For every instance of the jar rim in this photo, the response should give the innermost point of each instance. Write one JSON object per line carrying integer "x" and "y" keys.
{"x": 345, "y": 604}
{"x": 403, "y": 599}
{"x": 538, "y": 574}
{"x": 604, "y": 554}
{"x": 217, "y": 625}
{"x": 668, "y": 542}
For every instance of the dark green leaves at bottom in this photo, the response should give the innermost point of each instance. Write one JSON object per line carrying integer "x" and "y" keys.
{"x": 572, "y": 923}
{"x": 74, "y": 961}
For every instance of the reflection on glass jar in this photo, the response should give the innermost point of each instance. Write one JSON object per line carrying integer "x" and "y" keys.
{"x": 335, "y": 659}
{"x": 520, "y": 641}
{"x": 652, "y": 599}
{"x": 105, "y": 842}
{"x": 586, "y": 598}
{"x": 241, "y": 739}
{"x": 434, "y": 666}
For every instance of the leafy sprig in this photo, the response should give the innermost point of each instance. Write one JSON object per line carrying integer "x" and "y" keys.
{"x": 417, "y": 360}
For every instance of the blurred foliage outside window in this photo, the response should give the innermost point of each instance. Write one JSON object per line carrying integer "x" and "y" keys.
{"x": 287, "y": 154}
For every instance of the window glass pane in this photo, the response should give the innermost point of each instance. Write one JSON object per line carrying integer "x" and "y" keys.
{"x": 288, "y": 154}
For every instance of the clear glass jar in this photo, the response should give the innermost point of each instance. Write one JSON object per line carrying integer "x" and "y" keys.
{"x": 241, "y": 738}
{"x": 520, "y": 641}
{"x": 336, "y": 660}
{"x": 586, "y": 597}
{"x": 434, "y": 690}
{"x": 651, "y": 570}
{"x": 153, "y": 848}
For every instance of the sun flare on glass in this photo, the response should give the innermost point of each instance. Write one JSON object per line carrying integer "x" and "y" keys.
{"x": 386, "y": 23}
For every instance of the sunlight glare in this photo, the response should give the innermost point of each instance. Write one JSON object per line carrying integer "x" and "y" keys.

Action item |
From the records above, extract every line exactly as it stands.

Written answer |
For every instance of the jar rim in this photo, the response should give the innermost point of each instance. Write one JSON object per line carrying integer "x" and "y" keys.
{"x": 345, "y": 604}
{"x": 403, "y": 599}
{"x": 538, "y": 574}
{"x": 604, "y": 554}
{"x": 217, "y": 625}
{"x": 668, "y": 542}
For every instance of the dark green leaves at bottom in this photo, the response should give the innermost point of each instance. Write one JSON object per line carrying integer "x" and "y" keys.
{"x": 572, "y": 923}
{"x": 74, "y": 961}
For every instance of the reflection on glass jar in this photo, the response should give the innermost point of each instance. Write one JSON object per line carrying integer "x" and "y" keys.
{"x": 335, "y": 659}
{"x": 520, "y": 641}
{"x": 652, "y": 599}
{"x": 105, "y": 842}
{"x": 586, "y": 598}
{"x": 241, "y": 739}
{"x": 434, "y": 666}
For every instance of the leafy sprig in this photo, the response should give the innermost point of each instance. Write one JSON object per line carrying integer "x" and "y" keys.
{"x": 417, "y": 360}
For every instance of the blurred foliage outside window in this photo, the response should give the innermost point of each instance. Write one JSON object per line carrying integer "x" and "y" keys.
{"x": 287, "y": 154}
For every instance of the window glass pane in this photo, the response should give the innermost point of each instance. Write one JSON object per line carrying integer "x" and "y" keys.
{"x": 288, "y": 154}
For every instance of the clear glass jar in this photo, the response should give the innermost point of each instance. Write one JSON object per line carrying integer "x" and "y" keys.
{"x": 241, "y": 738}
{"x": 520, "y": 641}
{"x": 336, "y": 660}
{"x": 586, "y": 597}
{"x": 434, "y": 690}
{"x": 651, "y": 570}
{"x": 153, "y": 848}
For every instance of the sun flare on glass in this photo, the response should give the innermost point of each instance. Write one JSON object per line carrying integer "x" and "y" keys.
{"x": 386, "y": 23}
For every instance of the sunlight glare in this photo, the response should give the innermost point of each instance. Write one JSON object per line carrying integer "x" and "y" keys.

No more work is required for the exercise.